* Problema 1:
Reescreva todas as linhas dos registos abaixo, incluindo os pedidos. Multiplique por 1,55 as coordenadas x e y dos pontos nas respostas e arredonde ao inteiro mais próximo, com as metades para cima; os números dos pedidos e do exemplo de formato ficam iguais, e as imagens ficam de fora da resposta.
━━━ Excerto da fonte
As mais-valias do resgate de fundos de investimento e o OE 2022

lisboa portugal
Créditos: Aayush Gupta (Unsplash)

TRIBUNA de Rogério Fernandes Ferreira, sócio fundador; Marta Machado de Almeida, sócia; Soraia João Silva, advogada associada; Inês Tomé Carvalho, associada; e José Oliveira Marcelino, associado; da RFF Advogados.)

Rogério Fernandes Ferreira

A Proposta de Lei do Orçamento do Estado (OE) para 2022 prevê uma alteração ao Código do Imposto sobre o Rendimento das Pessoas Singulares (IRS) que visa implementar a obrigatoriedade do englobamento dos rendimentos resultantes de mais-valias mobiliárias quando os ativos em causa tiverem sido detidos por um período inferior a 365 dias e o sujeito passivo atinja um rendimento coletável igual ou superior ao valor do último escalão de tributação, que a proposta de lei orçamental reduz para 75.009 euros.

Neste sentido, da proposta de alteração legislativa parece resultar que todos os rendimentos qualificados como mais-valias, no âmbito do Código do IRS, serão suscetíveis de ser reconduzidos ao escopo de aplicação desta norma, uma vez verificados os demais requisitos nela previstos.
━━━━━━
━━━ Registos de dados
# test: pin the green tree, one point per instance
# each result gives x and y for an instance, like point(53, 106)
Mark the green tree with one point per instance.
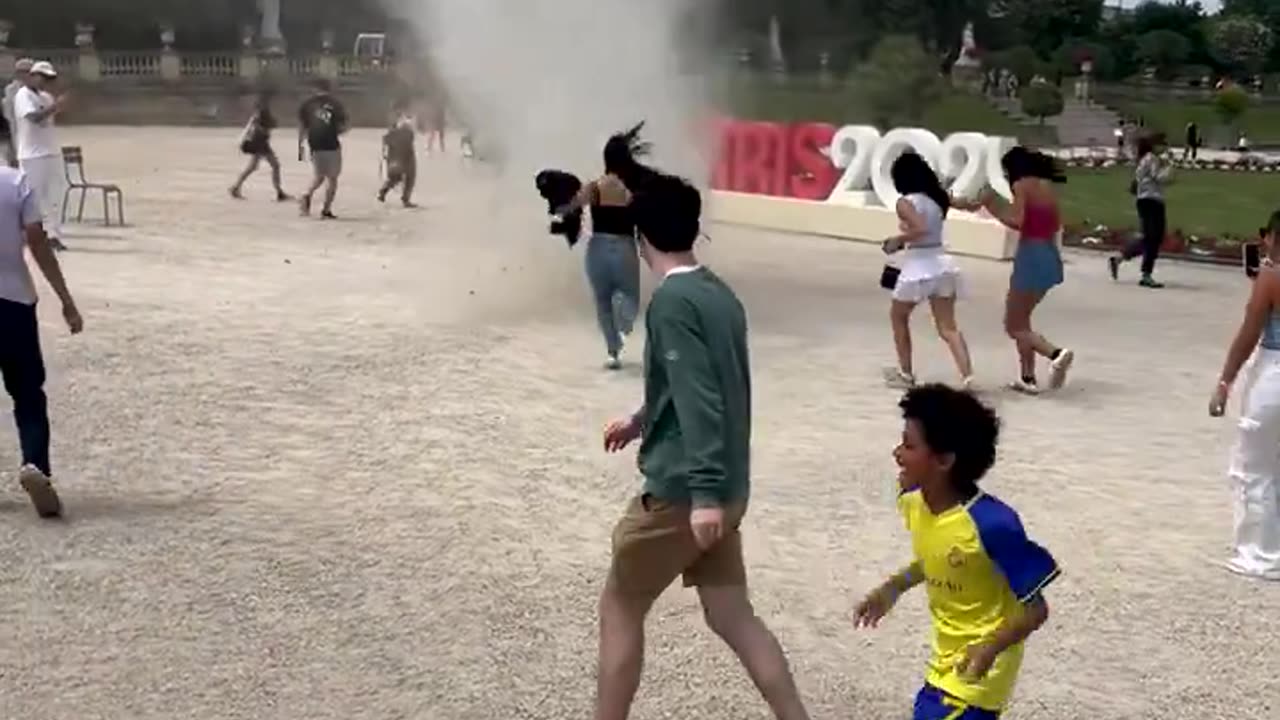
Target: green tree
point(1074, 51)
point(900, 81)
point(1240, 42)
point(1164, 50)
point(1230, 104)
point(1042, 100)
point(1045, 24)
━━━━━━
* Problema 2:
Como se traduz para inglês esta frase do excerto sobre o OE 2022: "Neste sentido, da proposta de alteração legislativa parece resultar que todos os rendimentos qualificados como mais-valias, no âmbito do Código do IRS, serão suscetíveis de ser reconduzidos ao escopo de aplicação desta norma, uma vez verificados os demais requisitos nela previstos."?

* Resposta escrita 1:
# test: pin the green tree, one point per instance
# each result gives x and y for an instance, like point(53, 106)
Mark the green tree with one point per instance.
Target: green tree
point(1665, 79)
point(1395, 126)
point(1922, 65)
point(1804, 78)
point(1907, 161)
point(1615, 155)
point(1620, 37)

* Resposta escrita 2:
In this sense, the proposed legislative amendment appears to mean that all income classified as capital gains under the IRS Code may be brought within the scope of this rule, once the other requirements it sets out are met.